(Box annotations for the photos)
━━━
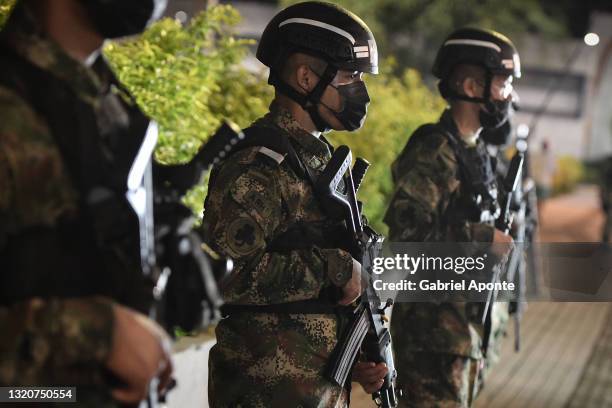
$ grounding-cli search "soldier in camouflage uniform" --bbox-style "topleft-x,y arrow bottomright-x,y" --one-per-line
385,29 -> 520,407
204,2 -> 387,408
0,0 -> 171,406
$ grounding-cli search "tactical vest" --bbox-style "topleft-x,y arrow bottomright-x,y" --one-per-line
210,126 -> 357,315
0,45 -> 151,312
406,122 -> 500,231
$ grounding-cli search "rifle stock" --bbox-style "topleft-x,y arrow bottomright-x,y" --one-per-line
315,146 -> 397,408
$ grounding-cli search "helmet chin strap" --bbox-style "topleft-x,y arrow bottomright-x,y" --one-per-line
438,71 -> 493,109
268,64 -> 338,132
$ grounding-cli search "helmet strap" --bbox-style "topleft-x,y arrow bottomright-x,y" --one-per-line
438,70 -> 493,104
268,64 -> 338,132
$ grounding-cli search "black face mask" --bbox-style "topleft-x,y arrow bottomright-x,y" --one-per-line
82,0 -> 167,38
330,81 -> 370,132
480,100 -> 512,129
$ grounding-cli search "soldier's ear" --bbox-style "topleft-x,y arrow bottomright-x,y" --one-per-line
461,77 -> 480,98
295,64 -> 318,93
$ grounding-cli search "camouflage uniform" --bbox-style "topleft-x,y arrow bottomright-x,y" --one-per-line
385,111 -> 506,407
0,2 -> 148,406
204,104 -> 352,408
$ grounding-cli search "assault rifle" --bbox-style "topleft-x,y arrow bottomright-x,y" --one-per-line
126,121 -> 244,408
508,130 -> 536,351
315,146 -> 397,408
482,140 -> 525,351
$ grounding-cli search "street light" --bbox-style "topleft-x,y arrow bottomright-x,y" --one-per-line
584,33 -> 599,47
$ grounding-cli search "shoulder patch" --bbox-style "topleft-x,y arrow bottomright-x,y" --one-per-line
258,146 -> 286,164
226,217 -> 265,258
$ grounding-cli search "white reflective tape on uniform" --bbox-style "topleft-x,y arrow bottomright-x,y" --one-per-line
278,18 -> 355,44
258,146 -> 285,164
444,39 -> 501,52
368,40 -> 378,66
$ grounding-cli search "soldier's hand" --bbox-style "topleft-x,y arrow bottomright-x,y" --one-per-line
353,361 -> 389,394
491,229 -> 514,260
338,259 -> 361,306
107,305 -> 172,404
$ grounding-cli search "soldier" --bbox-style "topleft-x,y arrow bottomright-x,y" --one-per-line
384,29 -> 520,407
204,2 -> 387,408
0,0 -> 172,406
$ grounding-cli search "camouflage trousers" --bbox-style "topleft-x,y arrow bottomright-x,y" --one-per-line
208,347 -> 348,408
396,352 -> 483,408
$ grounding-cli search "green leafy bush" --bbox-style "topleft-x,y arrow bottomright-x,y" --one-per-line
0,0 -> 444,230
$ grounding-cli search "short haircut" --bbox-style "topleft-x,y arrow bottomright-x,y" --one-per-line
280,52 -> 327,82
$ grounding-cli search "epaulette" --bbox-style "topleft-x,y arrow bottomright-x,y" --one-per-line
221,126 -> 311,180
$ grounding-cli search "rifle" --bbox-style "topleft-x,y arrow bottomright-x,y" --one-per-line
482,140 -> 524,352
315,146 -> 397,408
508,129 -> 533,351
126,121 -> 244,407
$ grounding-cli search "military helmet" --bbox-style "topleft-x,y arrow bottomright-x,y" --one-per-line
257,1 -> 378,74
432,28 -> 521,80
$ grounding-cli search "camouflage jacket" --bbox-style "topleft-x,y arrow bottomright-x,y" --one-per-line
204,104 -> 352,407
0,3 -> 135,396
385,111 -> 494,356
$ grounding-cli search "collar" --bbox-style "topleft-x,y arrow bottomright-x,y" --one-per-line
1,3 -> 104,102
265,102 -> 331,163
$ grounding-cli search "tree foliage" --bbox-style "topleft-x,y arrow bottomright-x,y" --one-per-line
104,5 -> 272,213
0,0 -> 443,229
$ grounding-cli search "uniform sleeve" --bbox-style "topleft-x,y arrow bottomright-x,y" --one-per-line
0,87 -> 76,245
204,154 -> 352,304
0,297 -> 114,386
385,135 -> 493,242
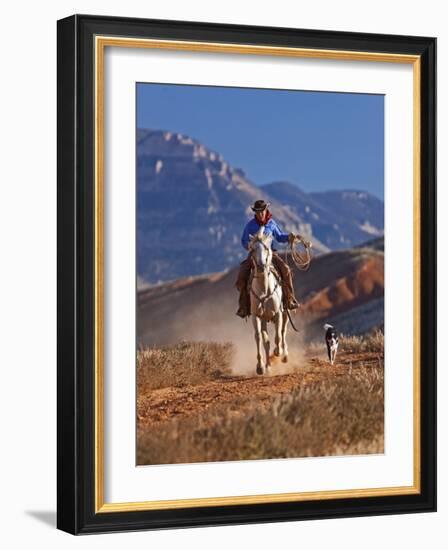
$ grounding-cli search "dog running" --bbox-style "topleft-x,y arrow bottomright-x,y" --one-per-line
324,323 -> 339,365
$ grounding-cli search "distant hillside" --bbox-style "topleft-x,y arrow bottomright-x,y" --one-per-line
262,181 -> 384,250
137,239 -> 384,345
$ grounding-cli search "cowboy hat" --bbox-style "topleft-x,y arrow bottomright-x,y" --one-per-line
251,200 -> 270,212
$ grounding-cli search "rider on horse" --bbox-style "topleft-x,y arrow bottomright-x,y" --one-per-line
235,200 -> 299,319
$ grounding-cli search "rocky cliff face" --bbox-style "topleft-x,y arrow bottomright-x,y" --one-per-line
137,240 -> 384,345
137,130 -> 327,283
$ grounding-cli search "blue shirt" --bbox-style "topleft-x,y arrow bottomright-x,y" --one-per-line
241,217 -> 289,250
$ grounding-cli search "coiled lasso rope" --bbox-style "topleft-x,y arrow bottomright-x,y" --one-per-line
286,235 -> 313,271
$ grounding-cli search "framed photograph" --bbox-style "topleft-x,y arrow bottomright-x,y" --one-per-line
57,15 -> 436,534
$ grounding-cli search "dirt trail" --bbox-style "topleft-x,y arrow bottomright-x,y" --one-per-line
137,352 -> 378,429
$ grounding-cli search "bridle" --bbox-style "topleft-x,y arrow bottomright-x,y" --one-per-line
250,239 -> 279,307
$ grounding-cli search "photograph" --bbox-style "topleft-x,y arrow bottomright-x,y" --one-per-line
136,82 -> 384,466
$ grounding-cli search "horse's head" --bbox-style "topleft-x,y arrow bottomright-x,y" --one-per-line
249,226 -> 272,273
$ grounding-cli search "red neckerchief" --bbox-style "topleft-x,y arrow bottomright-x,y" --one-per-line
254,210 -> 272,226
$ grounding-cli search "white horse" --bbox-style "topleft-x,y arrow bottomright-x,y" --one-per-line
249,226 -> 288,374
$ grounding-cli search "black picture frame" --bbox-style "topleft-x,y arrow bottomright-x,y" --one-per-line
57,15 -> 436,534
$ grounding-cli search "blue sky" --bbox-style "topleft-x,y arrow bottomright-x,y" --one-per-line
137,83 -> 384,198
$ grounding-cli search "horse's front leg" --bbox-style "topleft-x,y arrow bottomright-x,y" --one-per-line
261,320 -> 271,371
252,315 -> 264,374
274,311 -> 283,357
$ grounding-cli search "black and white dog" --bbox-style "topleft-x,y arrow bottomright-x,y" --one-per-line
324,323 -> 339,365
━━━
### Aim of the exercise
Give all the lines of the records above as a Markdown table with the columns "No." and "Entry," numbering each line in order and skipping blank lines. Leave the pictures out of the answer.

### Response to this task
| No. | Entry |
|---|---|
| 1 | $ grounding-cli search "soldier in camouflage uniform" --bbox-style "topleft-x,y arrow bottomright-x,y" --one-per-line |
| 2 | 385,29 -> 520,407 |
| 3 | 204,2 -> 387,408 |
| 4 | 0,0 -> 171,406 |
| 5 | $ grounding-cli search "tactical vest" --bbox-style "topleft-x,y arrow bottomright-x,y" --one-per-line |
| 6 | 210,126 -> 357,315 |
| 7 | 0,45 -> 151,312 |
| 8 | 406,122 -> 500,231 |
| 9 | $ grounding-cli search "rifle stock" --bbox-style "topleft-x,y arrow bottomright-x,y" --one-per-line |
| 10 | 315,146 -> 397,408 |
| 11 | $ grounding-cli search "helmet chin strap" --bbox-style "topleft-x,y arrow bottomright-x,y" --one-per-line |
| 12 | 438,71 -> 493,109 |
| 13 | 268,64 -> 338,132 |
| 14 | $ grounding-cli search "helmet strap" --bbox-style "topleft-x,y arrow bottomright-x,y" --one-per-line |
| 15 | 438,70 -> 493,104 |
| 16 | 268,64 -> 338,132 |
| 17 | $ grounding-cli search "black face mask" --bbox-style "topleft-x,y arrow bottomright-x,y" --one-per-line |
| 18 | 82,0 -> 167,38 |
| 19 | 330,81 -> 370,132 |
| 20 | 480,100 -> 512,129 |
| 21 | $ grounding-cli search "soldier's ear" --bbox-style "topleft-x,y arrow bottomright-x,y" --one-per-line |
| 22 | 461,77 -> 480,98 |
| 23 | 295,64 -> 318,93 |
| 24 | $ grounding-cli search "camouflage uniform" --bbox-style "topleft-x,y arrow bottomright-x,y" --one-per-line |
| 25 | 385,111 -> 506,407 |
| 26 | 0,2 -> 148,406 |
| 27 | 204,104 -> 352,408 |
| 28 | $ grounding-cli search "assault rifle" --bbox-style "topleft-x,y arrow bottomright-x,y" --one-per-line |
| 29 | 126,121 -> 244,408 |
| 30 | 508,130 -> 536,351 |
| 31 | 315,146 -> 397,408 |
| 32 | 482,140 -> 525,351 |
| 33 | $ grounding-cli search "street light" --bbox-style "topleft-x,y arrow bottomright-x,y" --one-per-line |
| 34 | 584,33 -> 599,47 |
| 35 | $ grounding-cli search "shoulder patch" --bbox-style "topleft-x,y arrow bottomright-x,y" --one-per-line |
| 36 | 258,146 -> 286,164 |
| 37 | 226,217 -> 265,258 |
| 38 | $ grounding-cli search "white reflective tape on uniform" --bbox-style "topleft-x,y arrow bottomright-x,y" --one-per-line |
| 39 | 278,18 -> 355,44 |
| 40 | 258,146 -> 285,164 |
| 41 | 444,39 -> 501,52 |
| 42 | 368,40 -> 378,66 |
| 43 | $ grounding-cli search "soldier's hand" --bbox-style "topleft-x,y arrow bottomright-x,y" --one-per-line |
| 44 | 353,361 -> 389,394 |
| 45 | 491,229 -> 514,260 |
| 46 | 338,259 -> 361,306 |
| 47 | 107,305 -> 172,404 |
| 48 | $ grounding-cli search "soldier" --bbox-style "topleft-x,y arrow bottomright-x,y" --one-per-line |
| 49 | 384,29 -> 520,407 |
| 50 | 204,2 -> 387,408 |
| 51 | 0,0 -> 172,406 |
| 52 | $ grounding-cli search "camouflage trousers" --bbox-style "topleft-x,y arrow bottomright-x,y" --one-per-line |
| 53 | 208,347 -> 348,408 |
| 54 | 396,352 -> 483,408 |
| 55 | $ grounding-cli search "green leafy bush" --bbox-style "topleft-x,y arrow bottomright-x,y" --one-per-line |
| 56 | 0,0 -> 444,230 |
| 57 | $ grounding-cli search "short haircut" --bbox-style "topleft-x,y arrow bottomright-x,y" --one-per-line |
| 58 | 280,52 -> 327,82 |
| 59 | $ grounding-cli search "epaulette" --bbox-style "topleft-x,y arrow bottomright-x,y" --one-per-line |
| 60 | 221,126 -> 311,180 |
| 61 | $ grounding-cli search "rifle" --bbox-style "topleft-x,y arrow bottomright-x,y" --one-per-line |
| 62 | 482,140 -> 524,352 |
| 63 | 315,146 -> 397,408 |
| 64 | 508,129 -> 533,351 |
| 65 | 126,121 -> 244,407 |
| 66 | $ grounding-cli search "military helmet" --bbox-style "topleft-x,y arrow bottomright-x,y" --one-per-line |
| 67 | 257,1 -> 378,74 |
| 68 | 432,28 -> 521,80 |
| 69 | $ grounding-cli search "camouflage jacket" --bbox-style "topleft-x,y arrow bottomright-x,y" --one-per-line |
| 70 | 204,104 -> 352,407 |
| 71 | 0,3 -> 135,396 |
| 72 | 385,111 -> 494,356 |
| 73 | $ grounding-cli search "collar" --bbox-style "topleft-x,y arrow bottomright-x,y" --one-per-line |
| 74 | 1,3 -> 104,102 |
| 75 | 265,102 -> 331,163 |
| 76 | $ grounding-cli search "tree foliage" --bbox-style "topleft-x,y arrow bottomright-x,y" --one-per-line |
| 77 | 104,5 -> 272,213 |
| 78 | 0,0 -> 443,229 |
| 79 | $ grounding-cli search "uniform sleeve" --bbox-style "topleft-x,y arrow bottomright-x,y" --one-per-line |
| 80 | 0,87 -> 76,245 |
| 81 | 204,154 -> 352,304 |
| 82 | 0,297 -> 114,386 |
| 83 | 385,135 -> 493,242 |
| 84 | $ grounding-cli search "dog running" --bbox-style "topleft-x,y arrow bottomright-x,y" --one-per-line |
| 85 | 324,323 -> 339,365 |
| 86 | $ grounding-cli search "distant hillside" --bbox-style "topleft-x,y arrow bottomright-x,y" --one-per-line |
| 87 | 262,181 -> 384,250 |
| 88 | 137,239 -> 384,345 |
| 89 | $ grounding-cli search "cowboy hat" --bbox-style "topleft-x,y arrow bottomright-x,y" --one-per-line |
| 90 | 251,200 -> 270,212 |
| 91 | $ grounding-cli search "rider on horse" --bbox-style "topleft-x,y arrow bottomright-x,y" --one-per-line |
| 92 | 235,200 -> 299,319 |
| 93 | $ grounding-cli search "rocky cliff face" --bbox-style "topleft-x,y arrow bottomright-x,y" --one-per-line |
| 94 | 137,240 -> 384,345 |
| 95 | 137,130 -> 327,283 |
| 96 | $ grounding-cli search "blue shirt" --bbox-style "topleft-x,y arrow bottomright-x,y" --one-per-line |
| 97 | 241,217 -> 289,250 |
| 98 | $ grounding-cli search "coiled lasso rope" --bbox-style "topleft-x,y arrow bottomright-x,y" --one-per-line |
| 99 | 286,235 -> 313,271 |
| 100 | $ grounding-cli search "framed photograph" --bbox-style "topleft-x,y arrow bottomright-x,y" --one-per-line |
| 101 | 57,15 -> 436,534 |
| 102 | $ grounding-cli search "dirt trail" --bbox-style "topleft-x,y arrow bottomright-x,y" --one-per-line |
| 103 | 137,352 -> 378,429 |
| 104 | $ grounding-cli search "bridle" --bbox-style "topleft-x,y arrow bottomright-x,y" --one-per-line |
| 105 | 250,239 -> 279,307 |
| 106 | $ grounding-cli search "photograph" --bbox-style "topleft-x,y arrow bottomright-x,y" --one-per-line |
| 107 | 136,82 -> 384,466 |
| 108 | $ grounding-cli search "horse's head" --bbox-style "topleft-x,y arrow bottomright-x,y" --one-per-line |
| 109 | 249,226 -> 272,273 |
| 110 | $ grounding-cli search "red neckerchief" --bbox-style "topleft-x,y arrow bottomright-x,y" --one-per-line |
| 111 | 254,210 -> 272,226 |
| 112 | $ grounding-cli search "white horse" --bbox-style "topleft-x,y arrow bottomright-x,y" --one-per-line |
| 113 | 249,226 -> 288,374 |
| 114 | $ grounding-cli search "black picture frame" --bbox-style "topleft-x,y arrow bottomright-x,y" --one-per-line |
| 115 | 57,15 -> 436,534 |
| 116 | $ grounding-cli search "blue sky" --bbox-style "topleft-x,y arrow bottomright-x,y" --one-per-line |
| 117 | 137,83 -> 384,198 |
| 118 | $ grounding-cli search "horse's front leg" --bbox-style "topleft-x,y arrow bottomright-x,y" --one-per-line |
| 119 | 261,320 -> 271,371 |
| 120 | 252,315 -> 264,374 |
| 121 | 274,311 -> 283,357 |
| 122 | $ grounding-cli search "black and white dog" --bbox-style "topleft-x,y arrow bottomright-x,y" --one-per-line |
| 123 | 324,323 -> 339,365 |